Krissi: Ein Song aus dem Album heißt „Ich bereue nichts“. Das klingt nach Rückblick.
Ich bin, seitdem ich 20 bin, aktiv dabei, hier und da mal zurück zu blicken. Ich merke, dass ich ein Rapper bin, bei dem man aktuell nicht zwanzig weitere daneben stellen kann, die genau das gleiche machen. Damit habe ich natürlich auch meine Schwierigkeiten, da das, was ich mache, eher zur Außenseiterposition gehört. Trotzdem habe ich das nie bereut.
Krissi: Was für Schwierigkeiten bringt das mit sich?
Ich bin nie im Mainstream. Ich kann nie auf Wellen mitreiten, die andere mitnehmen. Ich bin nicht der Typ, der Leute anspricht, um daraus einen Gewinn zu schlagen. Ich will nicht auf Teufel komm‘ raus connecten, sondern versuche, alles aus eigener Kraft hinzukriegen. Ich wurde nicht künstlich in den Himmel geschossen. Der Track ist irgendwo auch ein Zeichen, die Leute darin zu bestärken, das zu tun, was sie lieben.
Krissi: Wenn du Zeit hast, fährst du ganz gerne mal weg. Darüber sprichst du in „Wenn die Ferne ruft“.
Wenn wir eine Platte machen, fahren wir gerne weg, um uns inspirieren zu lassen. Bei dieser Platte waren wir für zwei Wochen in Colorado. Wegfahren ist sinnvoll, um aus seinem Trott herauszukommen, den Kopf für Ideen frei zu kriegen und auf Ideen zu kommen.
Krissi: Gibt es Orte, die dich persönlich stark geprägt haben? Solche, wo du zum Beispiel einen sogenannten „Kulturschock“ erlebt hast?
☆ ☆ ☆
- [Die Aufgaben]
1. Stimmen die Aussagen (a), (b) und (c) mit dem Interview überein? Antworte jeweils mit Ja oder Nein und zitiere die entscheidenden Worte des Interviews wörtlich.
(a) Der Rapper hat seine Außenseiterposition bereut.
(b) Für diese Platte verbrachte man zwei Wochen in Colorado.
(c) Der Rapper spricht gern Leute an, um daraus einen Gewinn zu schlagen.
2. Gib den Abschnitt des Interviews wieder, der mit „Ich bin nie“ beginnt und bis „Ideen zu kommen.“ reicht, und ändere dabei „Colorado“ in „Kanada“.

- [Datenteil]
☆ ☆ ☆
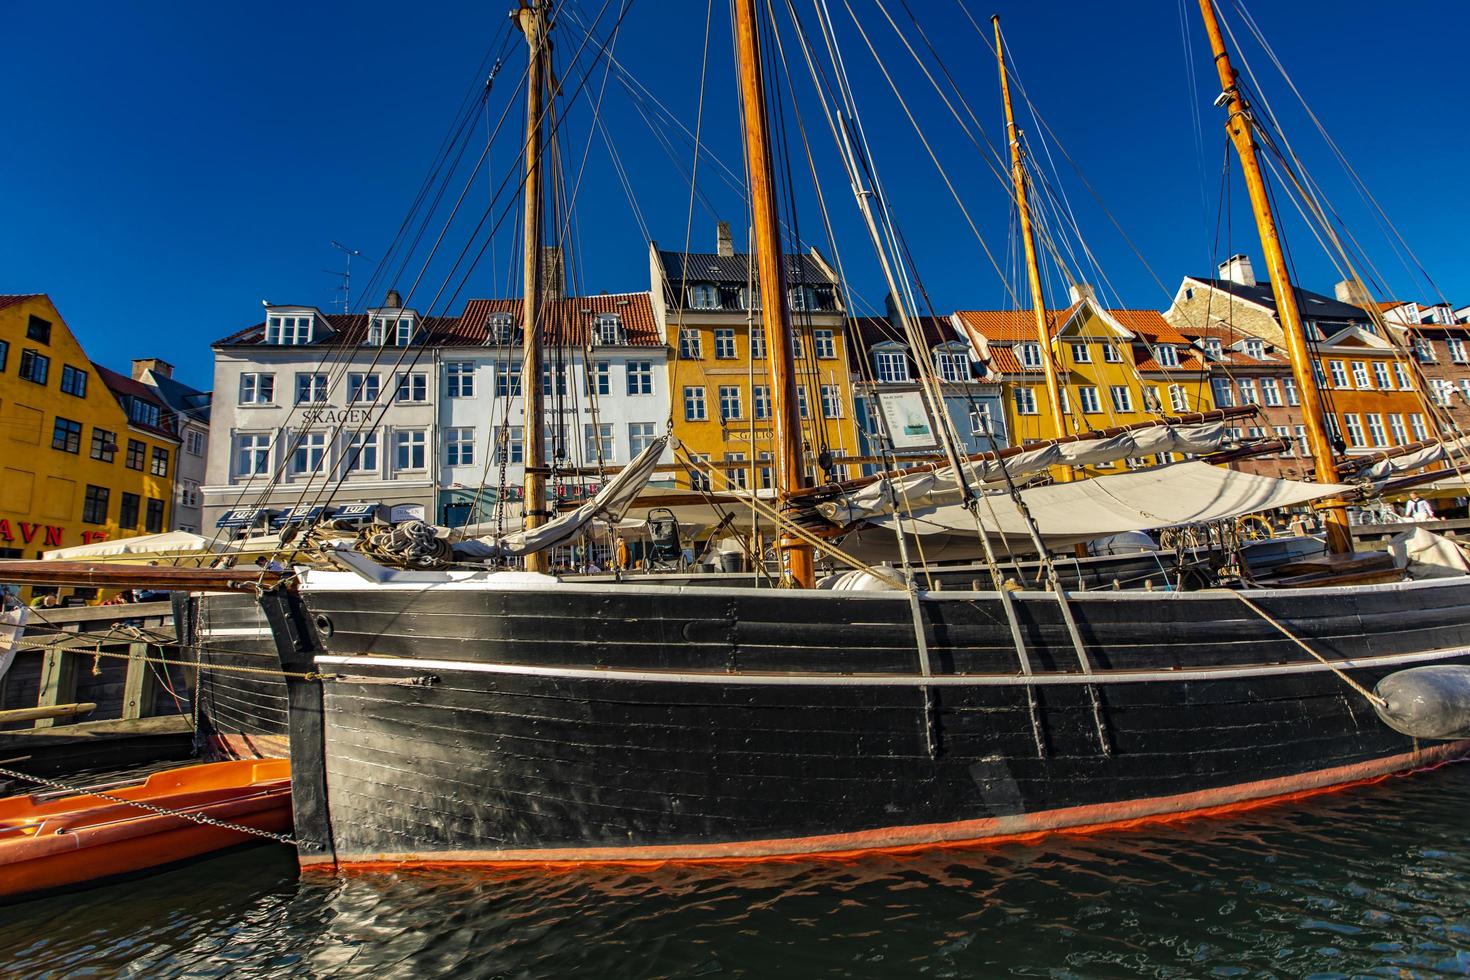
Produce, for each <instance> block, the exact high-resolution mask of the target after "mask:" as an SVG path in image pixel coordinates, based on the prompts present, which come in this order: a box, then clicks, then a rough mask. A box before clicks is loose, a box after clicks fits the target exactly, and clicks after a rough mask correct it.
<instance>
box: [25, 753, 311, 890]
☆ ☆ ☆
- [Antworten der Reihe]
1.
(a) Nein: „Trotzdem habe ich das nie bereut.“
(b) Ja: „Bei dieser Platte waren wir für zwei Wochen in Colorado.“
(c) Nein: „Ich bin nicht der Typ, der Leute anspricht, um daraus einen Gewinn zu schlagen.“

2.
Ich bin nie im Mainstream. Ich kann nie auf Wellen mitreiten, die andere mitnehmen. Ich bin nicht der Typ, der Leute anspricht, um daraus einen Gewinn zu schlagen. Ich will nicht auf Teufel komm‘ raus connecten, sondern versuche, alles aus eigener Kraft hinzukriegen. Ich wurde nicht künstlich in den Himmel geschossen. Der Track ist irgendwo auch ein Zeichen, die Leute darin zu bestärken, das zu tun, was sie lieben.
Krissi: Wenn du Zeit hast, fährst du ganz gerne mal weg. Darüber sprichst du in „Wenn die Ferne ruft“.
Wenn wir eine Platte machen, fahren wir gerne weg, um uns inspirieren zu lassen. Bei dieser Platte waren wir für zwei Wochen in Kanada. Wegfahren ist sinnvoll, um aus seinem Trott herauszukommen, den Kopf für Ideen frei zu kriegen und auf Ideen zu kommen.